» WHAT IS REQUIRED:
The response should consist of every line below, unchanged.

*** RECORD EXCERPTS ***

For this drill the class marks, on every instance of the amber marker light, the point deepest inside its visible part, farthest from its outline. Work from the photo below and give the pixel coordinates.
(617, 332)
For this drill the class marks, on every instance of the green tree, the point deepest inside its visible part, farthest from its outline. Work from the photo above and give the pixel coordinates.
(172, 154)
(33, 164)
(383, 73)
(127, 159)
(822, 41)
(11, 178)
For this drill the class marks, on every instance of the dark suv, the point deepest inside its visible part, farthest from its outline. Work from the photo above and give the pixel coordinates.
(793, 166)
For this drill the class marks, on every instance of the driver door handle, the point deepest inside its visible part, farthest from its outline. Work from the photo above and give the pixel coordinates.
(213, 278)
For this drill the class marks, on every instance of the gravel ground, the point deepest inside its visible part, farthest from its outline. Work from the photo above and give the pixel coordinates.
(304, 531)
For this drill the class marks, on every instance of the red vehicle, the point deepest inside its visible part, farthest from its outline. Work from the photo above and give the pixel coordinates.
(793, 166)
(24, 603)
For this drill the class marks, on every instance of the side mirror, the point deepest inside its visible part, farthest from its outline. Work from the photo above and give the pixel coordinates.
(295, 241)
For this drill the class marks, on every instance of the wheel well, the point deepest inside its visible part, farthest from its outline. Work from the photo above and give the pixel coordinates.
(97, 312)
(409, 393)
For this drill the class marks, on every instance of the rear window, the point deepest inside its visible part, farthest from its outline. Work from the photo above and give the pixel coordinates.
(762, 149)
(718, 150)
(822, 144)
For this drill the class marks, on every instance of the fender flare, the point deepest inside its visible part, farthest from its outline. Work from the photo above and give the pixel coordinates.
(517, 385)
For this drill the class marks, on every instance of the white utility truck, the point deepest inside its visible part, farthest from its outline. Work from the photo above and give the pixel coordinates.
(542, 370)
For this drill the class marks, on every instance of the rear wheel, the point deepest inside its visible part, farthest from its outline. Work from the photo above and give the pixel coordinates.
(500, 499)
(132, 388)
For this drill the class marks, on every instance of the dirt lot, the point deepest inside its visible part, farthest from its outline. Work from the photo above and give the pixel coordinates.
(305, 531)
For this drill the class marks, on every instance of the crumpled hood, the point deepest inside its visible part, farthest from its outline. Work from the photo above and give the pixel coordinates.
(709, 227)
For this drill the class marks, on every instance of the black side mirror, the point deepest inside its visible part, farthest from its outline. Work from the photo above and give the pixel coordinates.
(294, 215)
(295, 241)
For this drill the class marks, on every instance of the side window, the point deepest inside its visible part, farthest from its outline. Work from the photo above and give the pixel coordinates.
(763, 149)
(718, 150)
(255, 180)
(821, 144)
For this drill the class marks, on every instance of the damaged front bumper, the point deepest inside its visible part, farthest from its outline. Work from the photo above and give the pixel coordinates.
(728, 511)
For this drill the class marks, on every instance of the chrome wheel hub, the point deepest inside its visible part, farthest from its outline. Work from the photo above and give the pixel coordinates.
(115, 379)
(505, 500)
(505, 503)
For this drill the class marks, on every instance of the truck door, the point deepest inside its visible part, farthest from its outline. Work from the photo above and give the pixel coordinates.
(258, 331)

*** End of RECORD EXCERPTS ***

» RESULT OF THE TASK:
For this drill the class marks, on every instance of the amber marker light, the point deepest inside its visible part, farthest from its outline. Work from the photo below and give the pixel coordinates.
(617, 332)
For this drill the class marks, on every instance of the green tree, the point deepest inside its visible part, farthest from its outline. Work from the photo above and give the pixel coordinates.
(172, 154)
(33, 164)
(383, 73)
(127, 159)
(822, 41)
(11, 178)
For this drill the class marks, on every instance of the dark suv, the point deepest inside its visible part, farthest from its outline. Work from the photo above and give the pixel coordinates.
(793, 166)
For this drill the class marks, on every instance of the driver door handle, the point deepest inside its visible part, farthest from its outline. Work from the photo above and give the pixel coordinates.
(213, 278)
For this drill the class marks, on every instance of the gravel ground, the point deepest inside its visible part, farthest from its outline. Work from the photo above and give the pixel coordinates.
(304, 531)
For this drill the class marks, on every instance of the red vehicle, the point deepest inside its visible part, farthest from its outline. Work from the photo above and give the pixel coordinates.
(793, 166)
(24, 603)
For this drill the class marks, on every instance of the side mirror, the point deepest inside its visible part, farthest from its outline. Work from the photo above and give the pixel coordinates.
(295, 241)
For this drill the class marks, on every instance of the wheel well, the point deepest inside its visible part, farthest from its outline. Work from the photo above and give the pixel coordinates.
(97, 312)
(409, 393)
For this drill the class marks, on every instance of the rear window, the point deepest inside its visible part, farthest from its outline. Work from the photo above and give the pixel coordinates.
(762, 149)
(718, 150)
(822, 144)
For this drill the class marks, on every instance of the fender flare, the point deepest inside its visible part, farthest from its outline. Work from the photo above and give the pixel coordinates.
(517, 385)
For this drill the class marks, on every instance of the white utility truck, the point deepest inside its visible part, farthest from its outline. Work from the photo above and give the pixel coordinates.
(542, 370)
For this drill the class marks, on every instance of the rear wheel, the point deepest inside its visible part, farthest from its outline. Work from the photo above and give the pixel coordinates.
(500, 499)
(132, 388)
For this drill the class marks, on every instance of the dirt lot, the point deepest inside its visible part, farthest from its outline. Work from the photo above and give the pixel coordinates.
(305, 531)
For this drill the class marks, on every instance of the crumpled hood, the point deepest inside its visible part, farthest from its outline. Work from the photo above and give the pixel coordinates.
(709, 227)
For this drill the class marks, on every instance of the black side mirror, the point deepest inside its visible part, farthest from its outline. Work from the photo above and give the pixel coordinates.
(294, 215)
(295, 241)
For this drill the class marks, on every instance of the side window, the point deepest inside its visible part, farthest from its outline. Work from the photo above and give the pixel coordinates.
(763, 149)
(718, 150)
(255, 180)
(821, 144)
For this drill the class marks, on every instance of the damaged front bumper, the point deepest inside its visible part, farthest from its outline. Work from the photo above and give the pixel coordinates.
(728, 511)
For this drill the class marks, on every instance of the chrome wheel hub, the point deepest inside its visible part, farthest from its outline. Work from the photo above and give the pixel coordinates.
(115, 379)
(505, 500)
(505, 503)
For this drill the class marks, on every instance of the truck door, the point deepest inside its visible part, farthest from its outline. Work from the photo above and give the pixel coordinates.
(258, 331)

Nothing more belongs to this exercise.